PROBLEM REQUIREMENTS:
Continue the news story about Anton Grinkovich, starting after its final sentence.

EXERCISE TEXT START

Broadway was his beat

Well-known wanderer made impact on community

The story last week in the Bayonne Community News about the death of Anton Grinkovich sparked a slew of phone calls and emails by people in every walk of life who recalled knowing him and expressed sadness at his passing.
In retrospect, the question of how Grinkovich managed to make friends with Ruth Preminger – one of the city’s most prominent citizens – seems less puzzling as more and more people emerge saying how much they cared for the man and how much they miss him now that he is gone.
Grinkovich had a home in public housing, but often wandered the streets.
He was not perfect, as Anthony Timpanaro pointed out during a telephone call last week. “We had our disagreements at times,” Timpanaro said. “But we were friends.”


“I didn’t think he had anybody in his life, so I would pick him up and take him for coffee.” – Robyn

Timpanaro pointed out an error in the story on Grinkovich that appeared in the Jan. 6 edition of the Bayonne Community News.
“Anton wasn’t found dead. He died in the hospital on Thanksgiving morning at about 12:35 a.m.,” he said.
Doctors had tried to revive him, but could not. He had been in the hospital for over a month.
“I hadn’t heard from Anton in a while,” Timpanaro said.

EXERCISE TEXT END
EXERCISE DATA START

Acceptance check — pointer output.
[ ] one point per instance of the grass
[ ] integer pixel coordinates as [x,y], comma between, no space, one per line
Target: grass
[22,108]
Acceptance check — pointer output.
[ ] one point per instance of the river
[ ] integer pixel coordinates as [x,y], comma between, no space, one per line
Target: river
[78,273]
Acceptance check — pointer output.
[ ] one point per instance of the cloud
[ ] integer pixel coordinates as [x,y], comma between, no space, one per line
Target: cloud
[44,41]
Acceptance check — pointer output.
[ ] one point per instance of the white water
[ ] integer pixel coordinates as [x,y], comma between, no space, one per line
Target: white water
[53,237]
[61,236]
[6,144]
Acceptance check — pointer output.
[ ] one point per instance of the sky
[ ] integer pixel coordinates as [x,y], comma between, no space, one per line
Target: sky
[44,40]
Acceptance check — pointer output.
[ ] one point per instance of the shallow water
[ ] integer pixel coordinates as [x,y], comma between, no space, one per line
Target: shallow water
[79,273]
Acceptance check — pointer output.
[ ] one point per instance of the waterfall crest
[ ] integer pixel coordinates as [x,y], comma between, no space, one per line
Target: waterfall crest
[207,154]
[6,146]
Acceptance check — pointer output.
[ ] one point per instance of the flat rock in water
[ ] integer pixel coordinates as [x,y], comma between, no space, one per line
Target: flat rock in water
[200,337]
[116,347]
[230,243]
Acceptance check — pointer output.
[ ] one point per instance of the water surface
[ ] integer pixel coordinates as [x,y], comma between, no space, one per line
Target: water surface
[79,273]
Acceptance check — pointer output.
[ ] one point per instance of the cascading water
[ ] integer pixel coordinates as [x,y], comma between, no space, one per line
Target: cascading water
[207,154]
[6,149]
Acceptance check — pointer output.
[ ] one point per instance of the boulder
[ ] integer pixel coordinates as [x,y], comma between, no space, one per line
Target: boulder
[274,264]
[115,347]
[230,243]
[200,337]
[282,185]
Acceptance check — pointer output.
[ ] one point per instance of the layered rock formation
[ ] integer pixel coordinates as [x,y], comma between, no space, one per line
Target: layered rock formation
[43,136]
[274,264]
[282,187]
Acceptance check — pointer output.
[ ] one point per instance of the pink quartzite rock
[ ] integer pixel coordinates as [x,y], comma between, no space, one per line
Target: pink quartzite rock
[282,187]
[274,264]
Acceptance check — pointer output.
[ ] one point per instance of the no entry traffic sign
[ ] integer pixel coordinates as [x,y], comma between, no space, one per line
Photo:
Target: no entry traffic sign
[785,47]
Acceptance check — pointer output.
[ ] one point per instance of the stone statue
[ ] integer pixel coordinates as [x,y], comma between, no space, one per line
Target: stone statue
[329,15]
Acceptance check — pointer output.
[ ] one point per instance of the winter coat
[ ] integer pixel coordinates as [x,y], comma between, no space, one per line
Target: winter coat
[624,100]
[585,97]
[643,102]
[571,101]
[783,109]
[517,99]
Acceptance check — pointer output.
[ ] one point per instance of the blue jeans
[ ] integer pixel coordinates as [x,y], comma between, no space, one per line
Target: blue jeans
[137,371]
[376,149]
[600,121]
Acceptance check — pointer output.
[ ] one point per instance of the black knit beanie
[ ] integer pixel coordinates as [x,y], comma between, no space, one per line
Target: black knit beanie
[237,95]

EXERCISE DATA END

RESPONSE TO THE TASK:
Buried amidst the famous and honored

Grinkovich’s body remained unclaimed by family members and was laid to rest by the state in Evergreen Cemetery in Hillside, where he joins several Civil War Medal of Honor winners, congressmen, senators, even governors of the past, as well as Steven Crane, author of “The Red Badge of Courage,” Edward Stratemeyer, author and creator of “The Hardy Boys“ and “Nancy Drew,” book series, and other authors.
During his life, Grinkovich used to patrol Broadway like a neighborhood watch, pausing in stores to see how people were getting on with their lives.
Robyn, who asked that her last name not be published, said she worked in a clock store when she first met Grinkovich.
“He used to come into the store and visit me all the time,” she said. “We would get coffee together and I would help him and visit him sometimes. I didn’t think he had anybody in his life, so I would pick him up and take him for coffee.”
Last summer, after Grinkovich passed out in a public housing apartment on Avenue E and was rescued by firefighters, Robyn visited him in the hospital.
“The last time I saw him was in the hospital in July,” she said. “I knew him for years and I thought he was a very nice guy. Recently, I tried to call him. Now I know why he didn’t answer.”
Even local police officers befriended Grinkovich, such as Sgt. Joe Wolleon, who contacted the paper after reading the story last week.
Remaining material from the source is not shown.